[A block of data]
>> start

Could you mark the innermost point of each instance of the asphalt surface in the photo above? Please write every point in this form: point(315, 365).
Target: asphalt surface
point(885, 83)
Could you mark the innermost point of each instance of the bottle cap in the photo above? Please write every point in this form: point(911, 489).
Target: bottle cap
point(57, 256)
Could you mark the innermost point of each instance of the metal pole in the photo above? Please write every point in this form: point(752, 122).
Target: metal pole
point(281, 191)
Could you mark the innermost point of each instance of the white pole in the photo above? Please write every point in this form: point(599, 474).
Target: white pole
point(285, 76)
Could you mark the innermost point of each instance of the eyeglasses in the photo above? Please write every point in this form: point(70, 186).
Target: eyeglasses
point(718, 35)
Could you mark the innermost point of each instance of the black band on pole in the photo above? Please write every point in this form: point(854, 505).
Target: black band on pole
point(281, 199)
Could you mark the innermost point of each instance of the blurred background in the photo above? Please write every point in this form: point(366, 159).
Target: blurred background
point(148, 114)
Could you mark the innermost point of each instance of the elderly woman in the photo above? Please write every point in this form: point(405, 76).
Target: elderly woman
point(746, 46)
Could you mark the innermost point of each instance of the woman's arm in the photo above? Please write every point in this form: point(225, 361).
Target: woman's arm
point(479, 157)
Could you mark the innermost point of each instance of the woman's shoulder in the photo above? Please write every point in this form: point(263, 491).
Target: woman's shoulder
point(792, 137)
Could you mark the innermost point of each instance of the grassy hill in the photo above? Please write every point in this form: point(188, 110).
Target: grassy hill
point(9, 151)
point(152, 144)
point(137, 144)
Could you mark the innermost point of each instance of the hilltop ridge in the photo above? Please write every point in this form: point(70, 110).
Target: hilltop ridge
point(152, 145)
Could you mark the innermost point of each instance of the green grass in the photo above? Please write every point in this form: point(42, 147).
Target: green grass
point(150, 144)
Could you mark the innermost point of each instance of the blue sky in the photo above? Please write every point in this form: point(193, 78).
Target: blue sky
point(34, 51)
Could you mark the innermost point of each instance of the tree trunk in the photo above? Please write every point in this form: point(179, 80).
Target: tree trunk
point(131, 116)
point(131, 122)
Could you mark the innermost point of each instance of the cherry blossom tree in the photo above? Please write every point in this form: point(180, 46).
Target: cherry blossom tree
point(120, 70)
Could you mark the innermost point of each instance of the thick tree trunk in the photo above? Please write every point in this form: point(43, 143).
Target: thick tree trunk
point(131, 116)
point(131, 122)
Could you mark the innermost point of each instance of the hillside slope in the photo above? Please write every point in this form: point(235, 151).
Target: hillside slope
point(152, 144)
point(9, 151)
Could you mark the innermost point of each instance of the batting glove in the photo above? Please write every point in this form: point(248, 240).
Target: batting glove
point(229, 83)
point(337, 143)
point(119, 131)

>> end

[What the exercise asks] Reproduce every one of the lines above verbatim, from the first to the last.

[Result]
Could you mark the innermost point of each instance of the asphalt surface in the photo above? Please write every point in this form: point(315, 365).
Target: asphalt surface
point(885, 83)
Could you mark the innermost point of each instance of the bottle cap in the photo above? Please write every point in this form: point(911, 489).
Target: bottle cap
point(57, 256)
Could you mark the innermost point of each instance of the metal pole in the photo above? Please write every point in this form: point(752, 122).
Target: metal pole
point(281, 191)
Could you mark the innermost point of each instance of the white pole in the photo above? Please write every point in this form: point(599, 474).
Target: white pole
point(285, 76)
Could you mark the innermost point of each instance of the eyeglasses in the photo above? Please write every point in this form: point(70, 186).
Target: eyeglasses
point(718, 35)
Could you mark the innermost point of each instance of the black band on pole in the photo above? Please write every point in this form: point(854, 505).
Target: black band on pole
point(281, 199)
Could you mark the innermost point of each instance of the blurred background in the photo above? Please write every point in this form: point(366, 159).
Target: blurred background
point(148, 114)
Could you mark the innermost point of each instance of the elderly woman in the photo above? Please write every point in this form: point(405, 76).
Target: elderly woman
point(746, 46)
Could you mark the innermost point of each instance of the woman's arm in the photo above? Please write every point in this form: point(225, 361).
Target: woman's arm
point(479, 157)
Could you mark the innermost point of each instance of the woman's shoulder in the photo above? Please write every point in this form: point(263, 491).
Target: woman's shoulder
point(792, 137)
Could you mark the innermost point of each instance of the grassy hill in the photo above? Please write every point in this form: point(188, 110).
Target: grassy hill
point(9, 151)
point(152, 144)
point(137, 144)
Could you mark the innermost point of each instance of the hilltop ridge in the photo above? Please write every point in this form: point(70, 110).
Target: hilltop ridge
point(152, 145)
Could you mark the innermost point of each instance of the green grass in the photo above? Please write every point in this form: point(42, 147).
Target: green grass
point(150, 144)
Could you mark the innermost point of each instance of the blue sky in the photo above? Please write every point in this form: point(193, 78).
Target: blue sky
point(34, 51)
Could you mark the innermost point of each instance of the tree trunk in the photo above? Please write every point in this form: point(179, 80).
Target: tree trunk
point(131, 116)
point(131, 122)
Could you mark the innermost point of each instance of the cherry blossom tree in the photo above? Please write every point in this form: point(180, 46).
Target: cherry blossom tree
point(120, 70)
Could you mark the innermost point of each instance of the thick tree trunk in the photo above? Please write every point in this form: point(43, 143).
Target: thick tree trunk
point(131, 116)
point(131, 122)
Could you mark the innermost point of each instance of the hillside slope in the photo above? Please write every point in this form: point(235, 151).
Target: hillside slope
point(152, 144)
point(9, 151)
Could you mark the innermost point of each instance of the batting glove in the photo above? Please write every point in this form: point(248, 240).
Target: batting glove
point(229, 83)
point(337, 143)
point(119, 131)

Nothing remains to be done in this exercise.